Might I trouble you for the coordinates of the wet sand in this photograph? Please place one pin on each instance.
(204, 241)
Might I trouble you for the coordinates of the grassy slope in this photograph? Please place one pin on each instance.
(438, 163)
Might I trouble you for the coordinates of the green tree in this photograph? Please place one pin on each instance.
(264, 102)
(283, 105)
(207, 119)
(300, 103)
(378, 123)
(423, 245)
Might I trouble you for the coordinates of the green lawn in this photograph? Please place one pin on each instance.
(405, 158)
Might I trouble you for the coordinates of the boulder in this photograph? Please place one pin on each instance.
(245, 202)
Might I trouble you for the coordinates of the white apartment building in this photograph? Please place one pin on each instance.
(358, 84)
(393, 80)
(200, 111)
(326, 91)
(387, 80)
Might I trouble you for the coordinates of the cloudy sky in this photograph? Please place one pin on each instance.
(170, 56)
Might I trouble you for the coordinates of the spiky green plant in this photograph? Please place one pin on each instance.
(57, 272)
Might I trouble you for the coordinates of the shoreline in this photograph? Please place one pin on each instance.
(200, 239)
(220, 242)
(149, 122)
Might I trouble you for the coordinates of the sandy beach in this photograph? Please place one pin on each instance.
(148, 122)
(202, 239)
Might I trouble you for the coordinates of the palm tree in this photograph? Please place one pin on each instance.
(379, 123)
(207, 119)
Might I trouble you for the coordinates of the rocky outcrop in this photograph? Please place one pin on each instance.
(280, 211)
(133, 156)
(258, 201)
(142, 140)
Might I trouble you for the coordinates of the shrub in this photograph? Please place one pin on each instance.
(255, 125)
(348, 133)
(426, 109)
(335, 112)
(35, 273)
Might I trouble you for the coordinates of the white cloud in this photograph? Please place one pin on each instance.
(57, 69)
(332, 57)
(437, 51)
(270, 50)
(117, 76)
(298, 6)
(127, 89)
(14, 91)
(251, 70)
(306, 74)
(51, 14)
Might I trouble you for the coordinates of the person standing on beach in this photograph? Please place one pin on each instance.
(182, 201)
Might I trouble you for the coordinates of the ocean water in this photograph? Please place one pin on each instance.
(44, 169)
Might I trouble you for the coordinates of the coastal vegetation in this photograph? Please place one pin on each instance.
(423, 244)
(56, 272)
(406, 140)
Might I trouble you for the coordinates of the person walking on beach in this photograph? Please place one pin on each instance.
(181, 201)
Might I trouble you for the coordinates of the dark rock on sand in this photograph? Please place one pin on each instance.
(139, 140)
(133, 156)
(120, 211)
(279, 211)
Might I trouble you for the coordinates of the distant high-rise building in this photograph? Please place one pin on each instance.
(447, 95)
******
Reproduce all of the data above line for line, leaving every character unchanged.

Might I trouble you for the coordinates of the wet sand in this photograph? Please place one pin on each instance.
(204, 241)
Might I trouble you for the coordinates of the grassy slope in this photograph? Please place one pin on each instance.
(438, 163)
Might I trouble you for the coordinates of the green tree in this photograph? Please place one pin on each instance.
(264, 102)
(283, 105)
(207, 119)
(300, 103)
(378, 123)
(423, 245)
Might I trouble you for the coordinates of the green lawn in this photograph? Please place one pin on each instance.
(405, 158)
Might I trouble you for the coordinates of the boulder in this photograph? Please place one pin on each instance.
(245, 202)
Might I trouble you for the coordinates of the white apartment building in this photograph? Please place one pin on each instance.
(358, 84)
(393, 80)
(200, 111)
(326, 91)
(387, 80)
Might I trouble you for the coordinates of the cloudy sky in this photograph? Please place one pin on each instance.
(170, 56)
Might I trouble you for the coordinates of the spiky green plant in this photograph? Please place one pin on each instance.
(57, 272)
Might I trouble you for the coordinates of the shoreline in this photograph? Please place one pin on each instance.
(200, 239)
(220, 242)
(149, 122)
Might I trouble you for the coordinates of the sandy beach in this photograph? Please place one pin on each instance.
(148, 122)
(202, 239)
Might I trouble you for the coordinates of the palm tree in this photograph? Please place one pin on each instance.
(379, 123)
(207, 119)
Might I trouble you for the coordinates of the rocky outcrop in this photograph? Please place one pin on each instance.
(280, 211)
(133, 156)
(258, 201)
(142, 140)
Might I trouble you for the coordinates of the shrub in this photograph? Please place one pin on each instance.
(255, 125)
(348, 133)
(426, 109)
(335, 112)
(35, 273)
Might I trouble you for the coordinates of the white cloud in this photograph? Please place one pin on each instance.
(57, 69)
(332, 57)
(437, 51)
(270, 50)
(117, 76)
(298, 6)
(127, 89)
(14, 91)
(251, 70)
(306, 74)
(51, 14)
Might I trouble you for the coordinates of the person standing on beach in this photograph? Please place one pin on each instance.
(182, 201)
Might I trouble you for the coordinates of the ocean water in this photograph? Please place one pin on each instance.
(44, 169)
Might I trouble you for the coordinates of the coastal vegetation in this photograph? Please place one pin on each instance.
(423, 244)
(56, 272)
(406, 140)
Might I trouble you for the coordinates of the person walking on beach in this photograph? Please place one pin on each instance.
(181, 201)
Might I trouble you for the coordinates of the dark rock on sand in this photograph? Please place one pin on each instance.
(139, 140)
(133, 156)
(120, 211)
(279, 211)
Might I trouble you for the coordinates of the distant high-rise building in this photograph? Please place one pin on each instance.
(447, 95)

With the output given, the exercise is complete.